### Work to complete
Repeat the records in full and exactly, omitting pictures.

### Supplied entries
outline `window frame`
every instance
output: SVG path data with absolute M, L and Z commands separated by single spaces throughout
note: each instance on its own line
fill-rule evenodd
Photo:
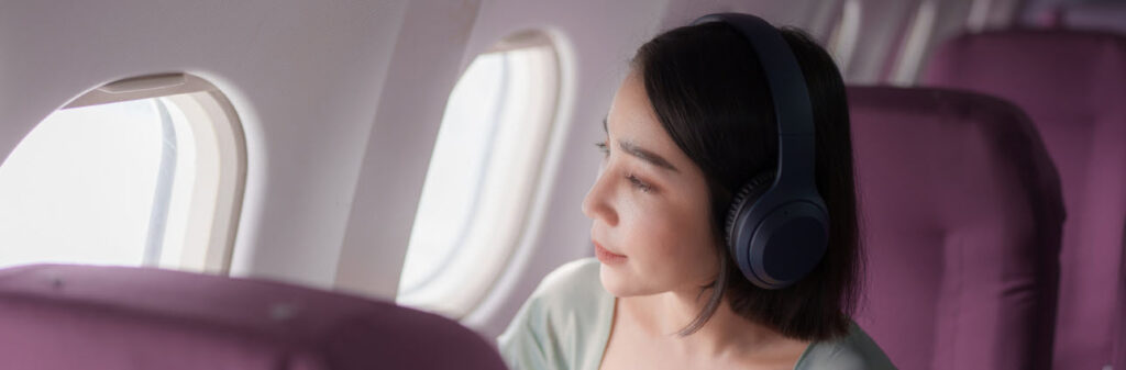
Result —
M 536 49 L 539 51 L 536 51 Z M 449 255 L 441 256 L 445 261 L 452 261 L 450 264 L 456 264 L 455 270 L 459 272 L 453 272 L 437 269 L 437 273 L 431 277 L 427 277 L 425 280 L 427 283 L 417 287 L 412 291 L 399 291 L 396 295 L 396 303 L 401 305 L 406 305 L 415 308 L 421 308 L 430 312 L 436 312 L 443 314 L 447 317 L 455 319 L 464 318 L 465 316 L 473 313 L 477 306 L 486 298 L 490 289 L 497 283 L 500 277 L 504 273 L 509 262 L 512 260 L 513 255 L 525 243 L 526 236 L 530 233 L 528 227 L 533 225 L 529 223 L 533 217 L 531 213 L 535 211 L 534 204 L 535 200 L 542 195 L 542 182 L 544 181 L 544 165 L 548 156 L 548 146 L 552 142 L 553 134 L 555 134 L 555 126 L 557 125 L 557 114 L 561 105 L 562 91 L 562 61 L 560 58 L 560 48 L 556 43 L 542 30 L 522 30 L 513 33 L 508 37 L 504 37 L 497 44 L 494 44 L 488 51 L 480 53 L 474 56 L 486 55 L 491 53 L 504 53 L 511 51 L 530 49 L 537 52 L 536 54 L 529 54 L 529 57 L 537 58 L 537 62 L 527 63 L 526 71 L 527 75 L 534 76 L 534 81 L 537 88 L 529 89 L 529 91 L 509 91 L 510 96 L 518 96 L 525 92 L 534 94 L 535 97 L 529 98 L 528 106 L 535 106 L 534 108 L 527 107 L 510 107 L 512 106 L 509 101 L 501 101 L 501 114 L 504 118 L 498 123 L 498 126 L 506 126 L 507 120 L 520 120 L 520 121 L 534 121 L 537 124 L 537 136 L 533 139 L 538 145 L 531 145 L 536 147 L 535 151 L 529 152 L 529 160 L 522 163 L 524 168 L 528 169 L 527 172 L 513 172 L 504 175 L 506 178 L 517 179 L 517 181 L 524 182 L 524 193 L 516 198 L 510 199 L 511 204 L 518 205 L 519 215 L 513 218 L 515 222 L 507 223 L 507 225 L 501 225 L 503 231 L 492 233 L 492 235 L 500 235 L 498 244 L 503 245 L 494 250 L 490 250 L 489 258 L 482 259 L 475 264 L 475 271 L 477 273 L 467 273 L 466 265 L 472 263 L 458 262 L 464 256 L 472 255 L 466 252 L 466 245 L 473 242 L 459 243 L 454 249 L 454 253 Z M 512 63 L 509 61 L 509 65 L 516 65 L 520 63 Z M 463 71 L 457 81 L 462 81 L 465 76 Z M 540 88 L 542 87 L 542 88 Z M 450 89 L 450 94 L 453 89 Z M 517 110 L 524 110 L 522 112 L 513 112 Z M 439 128 L 440 130 L 440 128 Z M 497 136 L 493 136 L 497 139 Z M 432 155 L 432 154 L 431 154 Z M 495 172 L 500 170 L 493 161 L 490 161 L 484 166 L 484 172 Z M 490 175 L 490 174 L 486 174 Z M 488 179 L 482 180 L 489 182 Z M 480 189 L 482 192 L 488 192 L 483 186 Z M 480 192 L 477 197 L 481 197 Z M 474 200 L 479 202 L 480 199 Z M 421 204 L 421 201 L 420 201 Z M 415 209 L 418 211 L 418 209 Z M 495 229 L 497 225 L 484 225 L 481 222 L 472 222 L 477 218 L 477 215 L 482 213 L 482 209 L 473 209 L 472 214 L 474 216 L 468 217 L 471 223 L 464 225 L 467 228 L 467 235 L 473 235 L 474 229 Z M 417 222 L 415 215 L 415 222 Z M 413 229 L 412 229 L 413 234 Z M 492 253 L 492 252 L 498 253 Z M 410 254 L 410 250 L 408 250 Z M 404 258 L 403 271 L 408 269 L 408 258 Z M 456 283 L 455 283 L 456 282 Z M 402 288 L 402 280 L 400 283 Z
M 164 222 L 171 207 L 175 177 L 175 173 L 166 172 L 168 165 L 175 166 L 176 154 L 171 156 L 172 163 L 168 163 L 168 152 L 162 150 L 161 174 L 150 214 L 142 267 L 227 274 L 245 190 L 247 145 L 238 112 L 218 88 L 188 73 L 142 75 L 92 89 L 59 110 L 143 99 L 155 100 L 162 125 L 172 126 L 167 106 L 172 105 L 184 114 L 195 138 L 197 166 L 190 189 L 191 199 L 186 202 L 188 229 L 185 240 L 180 241 L 185 247 L 179 258 L 163 255 L 162 247 L 168 243 Z M 163 138 L 175 141 L 176 134 L 168 136 L 168 132 L 164 130 Z M 206 148 L 200 150 L 200 145 Z M 208 161 L 199 161 L 207 155 L 211 156 Z M 215 164 L 204 169 L 200 163 Z M 161 195 L 167 197 L 160 198 Z M 200 196 L 215 201 L 199 201 Z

### Task solution
outline `window frame`
every instance
output: SVG path data with absolute M, L and Z commands separated by single spaces throughout
note: each instance on its own line
fill-rule evenodd
Photo:
Result —
M 536 49 L 539 51 L 536 51 Z M 449 255 L 441 256 L 445 261 L 452 261 L 450 264 L 456 264 L 455 270 L 459 272 L 453 272 L 437 269 L 437 273 L 431 277 L 427 277 L 425 280 L 427 283 L 417 287 L 412 291 L 399 291 L 396 295 L 396 303 L 401 305 L 406 305 L 415 308 L 421 308 L 430 312 L 436 312 L 443 314 L 447 317 L 455 319 L 464 318 L 465 316 L 473 313 L 477 306 L 486 298 L 490 289 L 497 283 L 500 277 L 504 273 L 509 262 L 512 260 L 513 255 L 525 243 L 526 236 L 530 233 L 528 227 L 533 225 L 529 223 L 533 217 L 531 213 L 535 211 L 534 204 L 535 200 L 542 195 L 542 182 L 544 181 L 544 165 L 548 156 L 548 146 L 552 142 L 553 134 L 555 134 L 555 126 L 557 125 L 557 114 L 561 105 L 562 91 L 562 61 L 560 58 L 560 48 L 556 43 L 542 30 L 522 30 L 513 33 L 508 37 L 504 37 L 497 44 L 494 44 L 488 51 L 480 53 L 474 56 L 486 55 L 491 53 L 504 53 L 511 51 L 530 49 L 537 52 L 536 54 L 529 54 L 529 57 L 537 58 L 537 62 L 527 63 L 526 71 L 527 75 L 534 76 L 534 81 L 537 88 L 529 89 L 529 91 L 509 91 L 510 96 L 518 96 L 525 92 L 534 94 L 535 97 L 529 98 L 528 106 L 535 106 L 534 108 L 527 107 L 510 107 L 512 106 L 509 101 L 501 101 L 501 114 L 504 118 L 498 123 L 498 126 L 506 126 L 507 120 L 520 120 L 520 121 L 534 121 L 537 124 L 537 136 L 533 139 L 538 145 L 531 145 L 536 147 L 535 151 L 529 152 L 529 160 L 522 163 L 524 168 L 528 169 L 527 172 L 513 172 L 504 175 L 506 178 L 517 179 L 517 181 L 524 182 L 524 193 L 516 198 L 510 199 L 511 204 L 518 205 L 519 215 L 513 218 L 515 222 L 507 223 L 507 225 L 501 225 L 503 231 L 492 233 L 492 235 L 500 235 L 498 244 L 503 245 L 494 250 L 490 250 L 489 258 L 482 259 L 475 264 L 475 271 L 477 273 L 467 273 L 466 265 L 472 263 L 458 262 L 464 256 L 472 255 L 466 252 L 466 245 L 473 242 L 459 243 L 454 249 L 454 253 Z M 512 63 L 509 61 L 509 65 L 516 65 L 520 63 Z M 463 71 L 457 81 L 462 81 L 465 76 Z M 540 88 L 542 87 L 542 88 Z M 450 89 L 450 94 L 453 89 Z M 517 110 L 524 110 L 522 112 L 513 112 Z M 439 128 L 440 130 L 440 128 Z M 497 136 L 493 136 L 497 139 Z M 432 155 L 432 154 L 431 154 Z M 495 172 L 500 170 L 493 161 L 490 161 L 484 166 L 484 172 Z M 490 175 L 490 174 L 486 174 Z M 488 179 L 482 180 L 489 182 Z M 480 189 L 482 192 L 488 192 L 483 186 Z M 480 192 L 477 197 L 481 197 Z M 474 200 L 479 202 L 480 199 Z M 421 204 L 421 201 L 420 201 Z M 415 209 L 418 211 L 418 209 Z M 495 229 L 497 225 L 484 225 L 481 222 L 472 222 L 477 218 L 477 215 L 482 213 L 482 209 L 473 209 L 472 214 L 474 216 L 468 217 L 471 223 L 464 225 L 467 228 L 467 235 L 473 235 L 474 229 Z M 417 222 L 415 215 L 415 222 Z M 413 229 L 412 229 L 413 234 Z M 492 253 L 492 252 L 498 253 Z M 410 254 L 410 250 L 408 250 Z M 404 258 L 403 271 L 408 269 L 408 258 Z M 456 283 L 455 283 L 456 282 Z M 402 288 L 402 280 L 400 283 Z
M 164 222 L 171 207 L 175 177 L 175 173 L 166 172 L 168 165 L 175 166 L 176 154 L 171 156 L 172 163 L 168 163 L 168 152 L 162 150 L 161 174 L 150 214 L 142 267 L 227 274 L 245 190 L 247 145 L 238 112 L 218 88 L 188 73 L 142 75 L 92 89 L 59 110 L 143 99 L 155 100 L 162 125 L 172 126 L 167 106 L 172 105 L 184 114 L 195 138 L 197 166 L 190 189 L 191 199 L 186 202 L 188 229 L 185 240 L 180 241 L 185 247 L 179 258 L 163 255 L 162 247 L 168 243 Z M 163 138 L 175 141 L 176 134 L 168 136 L 168 132 L 164 130 Z M 206 148 L 200 150 L 200 145 Z M 208 161 L 199 161 L 207 155 L 211 156 Z M 215 164 L 204 169 L 200 163 Z M 161 195 L 167 197 L 160 198 Z M 200 196 L 215 201 L 199 201 Z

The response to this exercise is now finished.